DATASET below:
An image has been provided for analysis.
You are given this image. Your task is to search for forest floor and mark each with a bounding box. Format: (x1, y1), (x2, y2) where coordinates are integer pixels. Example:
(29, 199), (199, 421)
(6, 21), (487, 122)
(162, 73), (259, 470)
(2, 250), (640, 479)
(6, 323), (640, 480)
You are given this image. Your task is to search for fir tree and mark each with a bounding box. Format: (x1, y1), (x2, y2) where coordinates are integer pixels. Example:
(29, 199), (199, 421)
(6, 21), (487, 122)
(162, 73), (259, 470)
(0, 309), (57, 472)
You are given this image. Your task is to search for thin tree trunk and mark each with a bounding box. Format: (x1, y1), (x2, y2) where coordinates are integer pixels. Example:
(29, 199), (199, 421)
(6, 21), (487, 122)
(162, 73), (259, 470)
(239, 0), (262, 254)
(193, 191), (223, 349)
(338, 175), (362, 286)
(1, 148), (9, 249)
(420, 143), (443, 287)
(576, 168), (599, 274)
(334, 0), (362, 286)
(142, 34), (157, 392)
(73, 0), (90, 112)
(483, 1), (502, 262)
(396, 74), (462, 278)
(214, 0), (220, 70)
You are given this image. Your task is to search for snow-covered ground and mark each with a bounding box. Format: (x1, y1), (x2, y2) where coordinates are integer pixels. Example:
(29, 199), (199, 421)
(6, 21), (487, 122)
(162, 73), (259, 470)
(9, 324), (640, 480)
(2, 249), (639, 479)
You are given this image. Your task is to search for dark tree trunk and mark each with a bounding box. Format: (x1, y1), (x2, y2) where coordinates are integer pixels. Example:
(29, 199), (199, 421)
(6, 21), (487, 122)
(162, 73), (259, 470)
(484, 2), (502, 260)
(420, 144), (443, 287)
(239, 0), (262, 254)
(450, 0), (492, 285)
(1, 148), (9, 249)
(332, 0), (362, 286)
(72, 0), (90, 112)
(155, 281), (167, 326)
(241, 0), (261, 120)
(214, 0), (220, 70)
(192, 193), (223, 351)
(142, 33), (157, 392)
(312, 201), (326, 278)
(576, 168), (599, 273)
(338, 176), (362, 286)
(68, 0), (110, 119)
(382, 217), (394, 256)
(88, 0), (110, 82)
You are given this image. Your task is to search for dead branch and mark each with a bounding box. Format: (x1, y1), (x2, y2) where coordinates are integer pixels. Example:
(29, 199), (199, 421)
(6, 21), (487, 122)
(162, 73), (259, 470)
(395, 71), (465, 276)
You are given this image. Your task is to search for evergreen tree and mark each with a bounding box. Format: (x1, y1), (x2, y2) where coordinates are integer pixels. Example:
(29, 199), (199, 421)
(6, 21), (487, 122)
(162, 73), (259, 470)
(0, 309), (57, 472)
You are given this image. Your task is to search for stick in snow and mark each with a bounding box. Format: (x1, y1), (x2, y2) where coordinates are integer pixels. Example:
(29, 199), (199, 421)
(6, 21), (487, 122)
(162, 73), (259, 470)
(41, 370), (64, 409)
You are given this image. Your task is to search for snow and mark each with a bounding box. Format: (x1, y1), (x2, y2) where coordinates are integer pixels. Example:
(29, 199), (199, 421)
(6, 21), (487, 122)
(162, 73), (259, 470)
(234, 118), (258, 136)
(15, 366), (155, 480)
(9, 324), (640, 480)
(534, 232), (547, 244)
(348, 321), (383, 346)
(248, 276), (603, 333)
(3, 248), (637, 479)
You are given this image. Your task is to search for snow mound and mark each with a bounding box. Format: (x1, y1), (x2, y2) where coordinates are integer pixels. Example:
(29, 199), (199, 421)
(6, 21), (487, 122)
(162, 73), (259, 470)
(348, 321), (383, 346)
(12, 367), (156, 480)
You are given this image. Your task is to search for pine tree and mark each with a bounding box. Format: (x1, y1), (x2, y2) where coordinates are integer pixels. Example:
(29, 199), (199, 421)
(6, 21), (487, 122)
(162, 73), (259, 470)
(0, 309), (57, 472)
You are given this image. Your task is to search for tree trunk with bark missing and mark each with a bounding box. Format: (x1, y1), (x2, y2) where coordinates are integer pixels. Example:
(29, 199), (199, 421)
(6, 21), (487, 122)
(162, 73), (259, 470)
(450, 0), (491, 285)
End of DATASET.
• ACTION ITEM: Restate every entry word for word.

• PROBLEM SOLUTION:
An image has been provided for analysis.
You are given this image. Your task is to search for forest floor and mark each with a bounding box. Format: (x1, y1), (x2, y2) where coordinates are integer pixels. Example:
(29, 199), (199, 421)
(6, 21), (487, 122)
(162, 73), (259, 470)
(2, 250), (640, 479)
(6, 323), (640, 480)
You are given this image. Your task is to search for fir tree and mark each with a bounding box. Format: (x1, y1), (x2, y2) where coordinates are integer pixels. Example:
(29, 199), (199, 421)
(6, 21), (487, 122)
(162, 73), (259, 470)
(0, 309), (57, 472)
You are given this image. Your task is to search for thin tree trunk and mark each with a bounding box. Format: (x1, y1), (x2, y2) where coordinates are integer pixels. Example:
(29, 199), (199, 421)
(6, 21), (487, 122)
(162, 73), (259, 470)
(239, 0), (262, 254)
(193, 191), (223, 349)
(338, 175), (362, 286)
(1, 148), (9, 249)
(420, 143), (443, 287)
(576, 168), (599, 274)
(334, 0), (362, 286)
(142, 34), (157, 392)
(73, 0), (90, 112)
(483, 1), (502, 262)
(396, 74), (462, 278)
(214, 0), (220, 70)
You are given this image. Your task is to search for snow-covered ground and mark each with a bounding box. Format: (x1, y1), (x2, y2) where coordinates are integer pixels. Example:
(29, 199), (199, 421)
(6, 21), (487, 122)
(162, 73), (259, 470)
(9, 324), (640, 480)
(2, 249), (639, 479)
You are given this image. Your task is to search for dark tree trunk and mark each with a bounding box. Format: (x1, y1), (x2, y2) where coordinates are integer pixels. Example:
(29, 199), (199, 421)
(6, 21), (487, 122)
(162, 73), (259, 470)
(484, 2), (502, 260)
(420, 144), (443, 287)
(239, 0), (262, 254)
(450, 0), (492, 285)
(1, 148), (9, 249)
(332, 0), (362, 286)
(72, 0), (90, 112)
(155, 281), (167, 326)
(241, 0), (261, 120)
(214, 0), (220, 70)
(192, 193), (223, 351)
(142, 33), (157, 392)
(312, 201), (326, 278)
(576, 168), (599, 273)
(338, 176), (362, 286)
(68, 0), (110, 119)
(382, 217), (394, 256)
(88, 0), (110, 82)
You are given this image. Your task is to search for dead branch and mark each with a bounding box. Format: (x1, y1), (x2, y2) where coordinates are integer pixels. Example:
(29, 199), (199, 421)
(6, 21), (487, 122)
(162, 73), (259, 470)
(395, 71), (465, 276)
You are given this image. Your task is to search for evergreen tree and mark each with a bounding box. Format: (x1, y1), (x2, y2) where coordinates are integer pixels. Example:
(29, 199), (199, 421)
(6, 21), (487, 122)
(162, 73), (259, 470)
(0, 309), (57, 472)
You are given this image. Your task is to search for stick in snow and mark each with a bounding box. Format: (x1, y1), (x2, y2) where coordinates are integer pixels. Example:
(29, 199), (199, 421)
(6, 21), (487, 122)
(162, 73), (259, 470)
(41, 370), (64, 409)
You are given this image. Your task is to search for snow and mark each with a bounding box. Format: (x1, y1), (x2, y2) where coordinates are integer pixels. Example:
(29, 199), (199, 421)
(6, 21), (487, 122)
(162, 73), (259, 470)
(234, 118), (258, 136)
(15, 366), (155, 480)
(9, 324), (640, 480)
(534, 232), (547, 244)
(348, 321), (383, 346)
(248, 276), (603, 333)
(3, 248), (637, 479)
You are given this image. Your task is to search for snow mound and mark each with a bounding box. Format: (x1, y1), (x2, y2) where coordinates are integer pixels. Example:
(29, 199), (199, 421)
(6, 21), (487, 122)
(162, 73), (259, 470)
(348, 321), (383, 346)
(12, 367), (156, 480)
You are given this image. Your task is to search for pine tree and mark each with a bounding box. Format: (x1, y1), (x2, y2) where coordinates are integer pixels. Example:
(29, 199), (199, 421)
(6, 21), (487, 122)
(162, 73), (259, 470)
(0, 309), (57, 472)
You are given this image. Your task is to search for tree trunk with bark missing and mark each with a bounding box. Format: (x1, y1), (x2, y2) where coordinates are integer pixels. Example:
(29, 199), (199, 421)
(6, 21), (487, 122)
(162, 73), (259, 470)
(450, 0), (491, 285)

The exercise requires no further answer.